§ Work to be completed:
Render the lines of the listing as a Markdown table with the columns "Row" and "Entry," skipping any blank lines. Begin at the line that has "tagged: jacket sleeve" and stop after the line that has "top-left (184, 98), bottom-right (195, 120)".

§ Record extracts:
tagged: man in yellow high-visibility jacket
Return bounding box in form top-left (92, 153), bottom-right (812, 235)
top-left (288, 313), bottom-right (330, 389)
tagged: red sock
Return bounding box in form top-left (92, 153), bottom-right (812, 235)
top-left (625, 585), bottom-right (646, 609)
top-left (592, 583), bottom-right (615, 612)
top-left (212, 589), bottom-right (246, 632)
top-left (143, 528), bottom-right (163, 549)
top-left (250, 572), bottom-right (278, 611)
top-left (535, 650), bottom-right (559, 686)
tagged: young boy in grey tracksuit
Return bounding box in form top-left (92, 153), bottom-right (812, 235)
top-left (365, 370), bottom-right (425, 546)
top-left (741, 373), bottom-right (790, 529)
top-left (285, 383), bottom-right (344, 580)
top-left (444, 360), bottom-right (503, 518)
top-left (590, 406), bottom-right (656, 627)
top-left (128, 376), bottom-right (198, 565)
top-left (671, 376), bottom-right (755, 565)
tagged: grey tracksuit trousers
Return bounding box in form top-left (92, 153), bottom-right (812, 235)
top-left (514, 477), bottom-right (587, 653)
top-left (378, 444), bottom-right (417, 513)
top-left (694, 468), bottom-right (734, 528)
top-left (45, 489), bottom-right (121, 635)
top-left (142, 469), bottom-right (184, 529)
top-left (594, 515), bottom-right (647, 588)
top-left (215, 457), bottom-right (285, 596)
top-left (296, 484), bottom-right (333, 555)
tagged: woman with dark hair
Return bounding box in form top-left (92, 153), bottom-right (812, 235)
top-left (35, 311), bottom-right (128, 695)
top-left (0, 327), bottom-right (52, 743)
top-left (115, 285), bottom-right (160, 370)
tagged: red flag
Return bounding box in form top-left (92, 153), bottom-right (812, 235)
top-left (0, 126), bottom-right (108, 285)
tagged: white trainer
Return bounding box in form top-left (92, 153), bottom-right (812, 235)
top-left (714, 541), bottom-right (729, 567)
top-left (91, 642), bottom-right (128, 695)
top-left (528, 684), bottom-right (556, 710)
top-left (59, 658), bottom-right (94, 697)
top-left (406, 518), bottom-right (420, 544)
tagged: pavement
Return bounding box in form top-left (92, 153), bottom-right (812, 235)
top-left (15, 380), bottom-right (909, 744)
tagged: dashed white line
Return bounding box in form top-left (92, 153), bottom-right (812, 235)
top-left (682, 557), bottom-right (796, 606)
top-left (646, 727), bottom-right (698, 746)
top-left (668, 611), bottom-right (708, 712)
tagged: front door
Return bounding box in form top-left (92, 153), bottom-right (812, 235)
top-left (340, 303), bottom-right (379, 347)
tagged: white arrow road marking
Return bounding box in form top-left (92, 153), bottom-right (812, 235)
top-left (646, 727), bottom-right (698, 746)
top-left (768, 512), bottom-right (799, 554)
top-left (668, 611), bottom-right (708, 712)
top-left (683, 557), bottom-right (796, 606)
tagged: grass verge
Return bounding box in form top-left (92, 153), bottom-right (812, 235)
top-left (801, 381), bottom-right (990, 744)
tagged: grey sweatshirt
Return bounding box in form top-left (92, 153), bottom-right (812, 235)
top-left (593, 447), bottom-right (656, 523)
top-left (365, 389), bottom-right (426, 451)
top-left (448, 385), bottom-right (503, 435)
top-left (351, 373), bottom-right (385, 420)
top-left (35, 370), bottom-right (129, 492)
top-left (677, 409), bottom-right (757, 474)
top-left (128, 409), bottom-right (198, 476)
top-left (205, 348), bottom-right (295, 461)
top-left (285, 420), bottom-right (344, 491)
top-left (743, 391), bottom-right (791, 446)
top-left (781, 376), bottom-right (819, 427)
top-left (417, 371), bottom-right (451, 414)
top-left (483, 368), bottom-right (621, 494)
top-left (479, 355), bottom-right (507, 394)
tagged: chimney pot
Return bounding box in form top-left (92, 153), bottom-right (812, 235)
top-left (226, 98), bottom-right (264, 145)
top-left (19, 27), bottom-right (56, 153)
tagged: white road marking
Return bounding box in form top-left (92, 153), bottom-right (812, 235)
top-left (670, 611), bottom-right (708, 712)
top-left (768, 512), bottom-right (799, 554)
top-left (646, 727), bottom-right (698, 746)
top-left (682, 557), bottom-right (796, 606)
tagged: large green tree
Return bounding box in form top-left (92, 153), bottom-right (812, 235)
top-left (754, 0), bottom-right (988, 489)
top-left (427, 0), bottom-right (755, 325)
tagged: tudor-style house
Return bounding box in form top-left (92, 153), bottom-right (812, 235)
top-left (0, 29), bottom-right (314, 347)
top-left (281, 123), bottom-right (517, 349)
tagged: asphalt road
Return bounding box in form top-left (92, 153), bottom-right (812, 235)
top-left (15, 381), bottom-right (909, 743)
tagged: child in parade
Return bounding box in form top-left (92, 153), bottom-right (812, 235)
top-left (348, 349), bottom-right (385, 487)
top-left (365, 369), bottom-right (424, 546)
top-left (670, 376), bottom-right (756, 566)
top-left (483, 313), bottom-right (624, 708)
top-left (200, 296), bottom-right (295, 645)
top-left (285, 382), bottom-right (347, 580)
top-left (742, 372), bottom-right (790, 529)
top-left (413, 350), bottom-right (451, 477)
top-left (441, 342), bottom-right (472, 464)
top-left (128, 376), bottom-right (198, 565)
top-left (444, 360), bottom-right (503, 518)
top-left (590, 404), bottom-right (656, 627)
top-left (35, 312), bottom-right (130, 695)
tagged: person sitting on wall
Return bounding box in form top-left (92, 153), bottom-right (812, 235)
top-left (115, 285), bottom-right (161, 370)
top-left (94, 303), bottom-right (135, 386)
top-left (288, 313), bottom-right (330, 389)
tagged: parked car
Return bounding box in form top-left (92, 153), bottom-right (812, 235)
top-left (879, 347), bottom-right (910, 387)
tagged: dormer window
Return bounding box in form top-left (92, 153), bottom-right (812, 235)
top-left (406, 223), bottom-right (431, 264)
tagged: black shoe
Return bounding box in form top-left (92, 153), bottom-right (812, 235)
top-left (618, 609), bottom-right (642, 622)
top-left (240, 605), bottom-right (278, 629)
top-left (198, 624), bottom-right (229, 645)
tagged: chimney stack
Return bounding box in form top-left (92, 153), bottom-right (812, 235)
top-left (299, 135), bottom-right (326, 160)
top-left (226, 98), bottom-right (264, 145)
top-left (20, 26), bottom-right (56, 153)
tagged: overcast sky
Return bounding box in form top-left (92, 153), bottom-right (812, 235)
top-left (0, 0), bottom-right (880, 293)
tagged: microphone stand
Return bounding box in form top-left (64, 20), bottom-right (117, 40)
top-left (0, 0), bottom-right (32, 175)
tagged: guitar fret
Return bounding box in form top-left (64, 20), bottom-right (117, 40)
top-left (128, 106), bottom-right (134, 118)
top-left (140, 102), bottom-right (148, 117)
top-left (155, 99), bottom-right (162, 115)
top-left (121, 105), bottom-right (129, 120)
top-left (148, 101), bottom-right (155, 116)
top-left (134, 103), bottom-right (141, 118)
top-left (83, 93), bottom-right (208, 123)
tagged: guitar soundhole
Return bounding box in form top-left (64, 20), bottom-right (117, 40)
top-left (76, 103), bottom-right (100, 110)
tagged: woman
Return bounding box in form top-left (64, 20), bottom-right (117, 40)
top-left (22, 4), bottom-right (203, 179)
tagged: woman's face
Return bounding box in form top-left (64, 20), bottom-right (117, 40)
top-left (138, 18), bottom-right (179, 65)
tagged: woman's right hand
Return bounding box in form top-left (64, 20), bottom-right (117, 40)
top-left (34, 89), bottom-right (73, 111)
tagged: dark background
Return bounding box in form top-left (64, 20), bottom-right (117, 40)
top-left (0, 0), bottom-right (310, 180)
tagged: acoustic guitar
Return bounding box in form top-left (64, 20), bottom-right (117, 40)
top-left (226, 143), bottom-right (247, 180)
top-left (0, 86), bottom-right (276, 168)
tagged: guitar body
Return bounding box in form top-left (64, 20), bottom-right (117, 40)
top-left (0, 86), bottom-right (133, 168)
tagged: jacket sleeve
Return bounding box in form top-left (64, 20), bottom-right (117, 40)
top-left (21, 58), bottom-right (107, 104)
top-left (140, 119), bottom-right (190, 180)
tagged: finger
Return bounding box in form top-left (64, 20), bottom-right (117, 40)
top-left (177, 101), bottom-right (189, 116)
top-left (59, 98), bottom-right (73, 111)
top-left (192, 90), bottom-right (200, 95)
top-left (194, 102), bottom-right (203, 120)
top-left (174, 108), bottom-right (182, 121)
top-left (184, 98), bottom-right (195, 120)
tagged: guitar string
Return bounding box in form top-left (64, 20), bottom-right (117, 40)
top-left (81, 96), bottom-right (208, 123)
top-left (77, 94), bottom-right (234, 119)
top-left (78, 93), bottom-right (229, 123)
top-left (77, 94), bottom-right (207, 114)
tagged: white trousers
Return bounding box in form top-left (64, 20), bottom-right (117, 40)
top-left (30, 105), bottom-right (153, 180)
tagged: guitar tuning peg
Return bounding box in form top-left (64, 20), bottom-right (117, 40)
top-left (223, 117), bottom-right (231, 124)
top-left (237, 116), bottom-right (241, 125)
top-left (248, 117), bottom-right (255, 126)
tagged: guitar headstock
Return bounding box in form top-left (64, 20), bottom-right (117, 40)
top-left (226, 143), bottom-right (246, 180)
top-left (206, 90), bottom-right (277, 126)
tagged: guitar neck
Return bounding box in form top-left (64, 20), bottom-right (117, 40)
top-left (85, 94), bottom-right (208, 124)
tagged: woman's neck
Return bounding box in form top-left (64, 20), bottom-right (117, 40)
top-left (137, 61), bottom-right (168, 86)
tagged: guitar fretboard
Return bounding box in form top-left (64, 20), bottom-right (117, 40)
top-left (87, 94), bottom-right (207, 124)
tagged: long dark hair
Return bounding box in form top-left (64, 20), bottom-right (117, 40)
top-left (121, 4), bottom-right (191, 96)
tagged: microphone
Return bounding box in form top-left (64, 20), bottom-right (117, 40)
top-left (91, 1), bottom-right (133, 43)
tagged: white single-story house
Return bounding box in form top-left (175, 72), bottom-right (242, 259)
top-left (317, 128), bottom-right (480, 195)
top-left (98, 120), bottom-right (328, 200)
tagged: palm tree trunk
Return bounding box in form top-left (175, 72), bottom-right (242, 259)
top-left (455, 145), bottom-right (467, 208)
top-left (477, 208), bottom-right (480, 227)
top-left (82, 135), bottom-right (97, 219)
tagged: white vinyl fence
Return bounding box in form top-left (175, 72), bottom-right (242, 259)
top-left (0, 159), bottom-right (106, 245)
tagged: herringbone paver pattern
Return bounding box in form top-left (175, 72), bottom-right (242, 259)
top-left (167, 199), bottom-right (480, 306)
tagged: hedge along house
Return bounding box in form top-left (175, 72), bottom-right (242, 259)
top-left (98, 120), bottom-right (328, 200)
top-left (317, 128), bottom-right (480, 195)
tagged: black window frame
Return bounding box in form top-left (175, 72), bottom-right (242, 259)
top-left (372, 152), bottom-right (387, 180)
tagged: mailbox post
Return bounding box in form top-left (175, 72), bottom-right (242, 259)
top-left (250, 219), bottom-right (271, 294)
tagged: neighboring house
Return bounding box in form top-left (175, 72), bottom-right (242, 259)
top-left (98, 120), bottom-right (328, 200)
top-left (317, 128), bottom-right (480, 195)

§ Solution to this task:
| Row | Entry |
|---|---|
| 1 | tagged: jacket sleeve |
| 2 | Return bounding box in form top-left (64, 20), bottom-right (117, 40) |
| 3 | top-left (21, 58), bottom-right (107, 104) |
| 4 | top-left (140, 119), bottom-right (190, 180) |
| 5 | tagged: finger |
| 6 | Return bounding box in form top-left (64, 20), bottom-right (117, 40) |
| 7 | top-left (177, 101), bottom-right (189, 116) |
| 8 | top-left (59, 98), bottom-right (73, 111) |
| 9 | top-left (192, 90), bottom-right (200, 95) |
| 10 | top-left (194, 102), bottom-right (203, 120) |
| 11 | top-left (174, 108), bottom-right (182, 121) |
| 12 | top-left (184, 98), bottom-right (195, 120) |